* The exercise
Rewrite every one of the records that follow, replacing "can you spot any" with "do you see any" and changing nothing else.

Region annotation entries:
____________________

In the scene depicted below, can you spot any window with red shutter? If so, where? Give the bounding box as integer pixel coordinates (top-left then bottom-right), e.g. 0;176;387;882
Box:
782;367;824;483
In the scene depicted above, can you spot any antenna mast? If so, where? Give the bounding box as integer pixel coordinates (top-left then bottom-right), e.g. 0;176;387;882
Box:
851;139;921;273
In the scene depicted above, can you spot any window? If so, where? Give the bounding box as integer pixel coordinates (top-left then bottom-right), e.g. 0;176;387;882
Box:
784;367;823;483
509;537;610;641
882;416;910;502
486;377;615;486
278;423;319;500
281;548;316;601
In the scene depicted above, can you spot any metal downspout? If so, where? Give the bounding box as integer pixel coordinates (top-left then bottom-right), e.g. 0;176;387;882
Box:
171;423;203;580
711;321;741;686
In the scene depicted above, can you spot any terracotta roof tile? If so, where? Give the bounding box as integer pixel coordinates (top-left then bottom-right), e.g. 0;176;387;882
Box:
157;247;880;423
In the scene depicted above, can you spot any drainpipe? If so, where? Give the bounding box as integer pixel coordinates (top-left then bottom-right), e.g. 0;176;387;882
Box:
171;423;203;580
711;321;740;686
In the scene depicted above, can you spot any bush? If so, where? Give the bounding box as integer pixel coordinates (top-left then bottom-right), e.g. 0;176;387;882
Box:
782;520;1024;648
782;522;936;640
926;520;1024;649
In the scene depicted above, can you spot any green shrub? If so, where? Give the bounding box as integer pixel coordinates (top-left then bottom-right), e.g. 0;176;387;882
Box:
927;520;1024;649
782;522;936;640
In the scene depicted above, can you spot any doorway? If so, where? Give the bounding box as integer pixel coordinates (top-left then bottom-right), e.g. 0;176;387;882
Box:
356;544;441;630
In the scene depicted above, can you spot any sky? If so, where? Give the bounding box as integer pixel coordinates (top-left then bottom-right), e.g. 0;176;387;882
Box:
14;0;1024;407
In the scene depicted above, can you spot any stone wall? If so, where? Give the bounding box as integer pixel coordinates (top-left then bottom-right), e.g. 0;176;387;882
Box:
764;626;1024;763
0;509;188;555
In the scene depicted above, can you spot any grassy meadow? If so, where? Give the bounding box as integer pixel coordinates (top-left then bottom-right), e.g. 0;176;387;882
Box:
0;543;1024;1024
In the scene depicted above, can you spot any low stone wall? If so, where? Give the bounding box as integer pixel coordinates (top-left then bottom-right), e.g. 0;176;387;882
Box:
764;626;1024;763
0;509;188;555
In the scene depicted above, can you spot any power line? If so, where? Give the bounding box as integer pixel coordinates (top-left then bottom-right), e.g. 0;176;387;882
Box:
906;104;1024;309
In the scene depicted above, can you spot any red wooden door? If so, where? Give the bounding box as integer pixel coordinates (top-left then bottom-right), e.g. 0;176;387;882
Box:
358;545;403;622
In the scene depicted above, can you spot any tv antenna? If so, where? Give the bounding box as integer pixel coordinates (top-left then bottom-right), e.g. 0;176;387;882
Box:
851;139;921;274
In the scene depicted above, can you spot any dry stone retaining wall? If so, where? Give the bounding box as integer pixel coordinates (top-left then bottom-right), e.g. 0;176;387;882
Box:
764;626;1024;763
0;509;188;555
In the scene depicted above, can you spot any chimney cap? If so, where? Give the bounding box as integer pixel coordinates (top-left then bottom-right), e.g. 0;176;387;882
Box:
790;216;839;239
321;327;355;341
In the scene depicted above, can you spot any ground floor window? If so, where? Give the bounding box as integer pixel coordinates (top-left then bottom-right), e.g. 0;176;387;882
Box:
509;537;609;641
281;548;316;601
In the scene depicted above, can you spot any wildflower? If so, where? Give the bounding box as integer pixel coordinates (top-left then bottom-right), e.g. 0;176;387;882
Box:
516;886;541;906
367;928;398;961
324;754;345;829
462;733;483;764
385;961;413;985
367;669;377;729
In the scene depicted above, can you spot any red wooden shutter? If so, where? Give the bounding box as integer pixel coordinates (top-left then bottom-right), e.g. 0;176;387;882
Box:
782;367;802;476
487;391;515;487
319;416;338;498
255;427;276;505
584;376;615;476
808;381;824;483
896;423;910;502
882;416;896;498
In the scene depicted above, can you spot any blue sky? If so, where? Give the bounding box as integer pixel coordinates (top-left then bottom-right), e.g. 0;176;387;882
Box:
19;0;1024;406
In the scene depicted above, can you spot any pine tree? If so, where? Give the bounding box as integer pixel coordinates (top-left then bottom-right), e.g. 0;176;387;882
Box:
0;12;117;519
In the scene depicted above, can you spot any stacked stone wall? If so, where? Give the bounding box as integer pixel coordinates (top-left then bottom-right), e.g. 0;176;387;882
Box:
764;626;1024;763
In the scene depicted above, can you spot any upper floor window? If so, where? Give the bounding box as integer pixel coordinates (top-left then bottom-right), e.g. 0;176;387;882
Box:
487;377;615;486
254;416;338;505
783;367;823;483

____________________

* Written response
In the scene depicted below, do you see any window with red shutter? If so, where? Give the bounding box as integer pixel coordinates (top-left then bottom-right), e.g. 0;176;387;882
Box:
782;367;824;483
In the scene depicted above, do you see any antenna mast? If so, where? Give the bounding box as integer pixel coordinates (top-left then bottom-right), e.g. 0;176;387;882
Box:
851;139;921;273
In the scene depicted above, do you see any window? If so, where? Give the bounding box as integer pixel coordinates (top-left then bottom-right), e.g. 0;176;387;882
Box:
784;367;823;483
509;537;610;641
882;416;910;502
486;377;615;486
278;423;319;500
281;548;316;601
In the scene depicted above, do you see any metal downspout? If so, where? Give the bounding box as integer pixel coordinates (top-left then bottom-right), e.g. 0;176;387;882
Box:
171;423;203;580
711;321;741;686
In the scene depicted above, do you see any terracotta roof tile? If so, where? Give the bounding box as integer pixel coordinates (top-left then bottom-right), e.g. 0;176;387;882
Box:
157;247;880;423
In the scene depicted above, do you see any drainpipe? If so, where? Give the bounding box as integer pixel coordinates (top-left then bottom-right), e.g. 0;176;387;882
Box:
171;423;203;580
711;321;740;686
In the scene depicted above, do you see any bush? If so, where? Give the bounding box as integer pixel coordinates (top-left then bottom-right), e.g. 0;176;387;882
Box:
782;520;1024;648
782;522;936;640
926;520;1024;649
In the scene depicted above, do you see any green shrub? If so, where? Give the bounding box as integer pixel coordinates (top-left then bottom-right), e.g. 0;176;387;882
Box:
927;520;1024;649
782;522;936;640
In the scene depicted above, do you see any doorway? If so, where? Give the bounding box as integer pixel coordinates (top-left then bottom-right), e.g. 0;176;387;882
Box:
356;544;441;630
In the scene depicted above, do you see any sky? If so, where? Give the bounding box as integer pixel coordinates (top-left then bottom-right), e.g. 0;176;387;882
Box:
14;0;1024;407
In the scene depicted above, do you see any stone wall? If so, where? Give the bounding box as integer pixel coordinates (top-left then bottom-right), e.g. 0;176;387;882
Box:
764;626;1024;763
0;509;188;555
In the scene depicted above, do you see any grassy meadow? If so, where? Give the bounding box as integer pixel coordinates (top-left then bottom-right), e.g. 0;176;387;882
Box:
0;543;1024;1024
In the scene depicted above, do you see any low stone wall? If so, where? Give the bounding box as integer pixel coordinates (top-left then bottom-right), e.g. 0;176;387;882
Box:
764;626;1024;763
0;509;188;555
In the scene depicted above, do you see any power line? If so, where? Give the bounding box as integer pixel coordinates (top-left then bottom-right), e.g. 0;176;387;882
Box:
906;104;1024;309
In the scene depicted above, do you see any red wooden door? If so, where? Give the bounding box as integer pixel coordinates (top-left then bottom-right), e.g. 0;176;387;882
Box:
358;545;403;622
In the scene depicted above, do you see any tv antenna? If so, where? Give the bounding box as integer pixel coordinates (top-left then bottom-right), e.g. 0;176;387;882
Box:
851;139;921;274
In the scene depicted above, do you see any dry stone retaining wall? If so, where? Give the bounding box as integer pixel coordinates (top-left then bottom-right), e.g. 0;176;387;882
Box:
764;626;1024;763
0;509;188;555
In the scene depicted above, do you see any chimney cap? If so, where? Give the bounding box as integer pixel coordinates (top-left then bottom-right), e.g. 0;176;387;882
Box:
790;216;839;239
321;327;355;341
In the scene depicted above, do you see any ground floor window? If so, where? Give the bounding box as integer pixel coordinates (top-left then bottom-right), e.g. 0;176;387;882
Box:
509;537;609;641
281;548;316;601
In the scene depicted above, do you see any wildflower? If so, where? Give the bounding box as integer pixel coordinates (top-left then bottom-right), e.g. 0;176;387;882
Box:
516;886;541;906
367;928;398;961
324;754;345;829
462;733;483;764
385;961;413;985
367;669;377;729
In the scene depicted above, do you see any red wooden shutter? If so, where? Give the bounding box as integer pixel coordinates (top-left then bottom-right), e.g. 0;176;387;882
Box:
782;367;802;476
487;391;515;487
319;416;338;498
255;427;276;505
584;376;615;476
808;381;824;483
896;423;910;502
882;416;896;498
In the scene depicted above, do you see any blue sky? If so, where? Give the bounding box as integer pixel coordinates (top-left then bottom-right), e.g. 0;176;387;882
Box:
19;0;1024;406
In the scene depicted above, do you see any pine tree? If so, where? Give the bounding box as integer pixel coordinates (top-left then bottom-right), e.g. 0;176;387;882
Box:
0;12;117;519
In the scene depicted above, do you see any stacked stone wall? If so, where? Give the bounding box as integer pixel coordinates (top-left then bottom-right), e.g. 0;176;387;882
Box:
764;626;1024;763
In the scene depicted above, do you see any upper floor window? If so, where? Give the bounding box as integer pixel coordinates (top-left then bottom-right), e.g. 0;176;387;882
Box:
487;377;615;486
254;416;338;505
783;367;823;483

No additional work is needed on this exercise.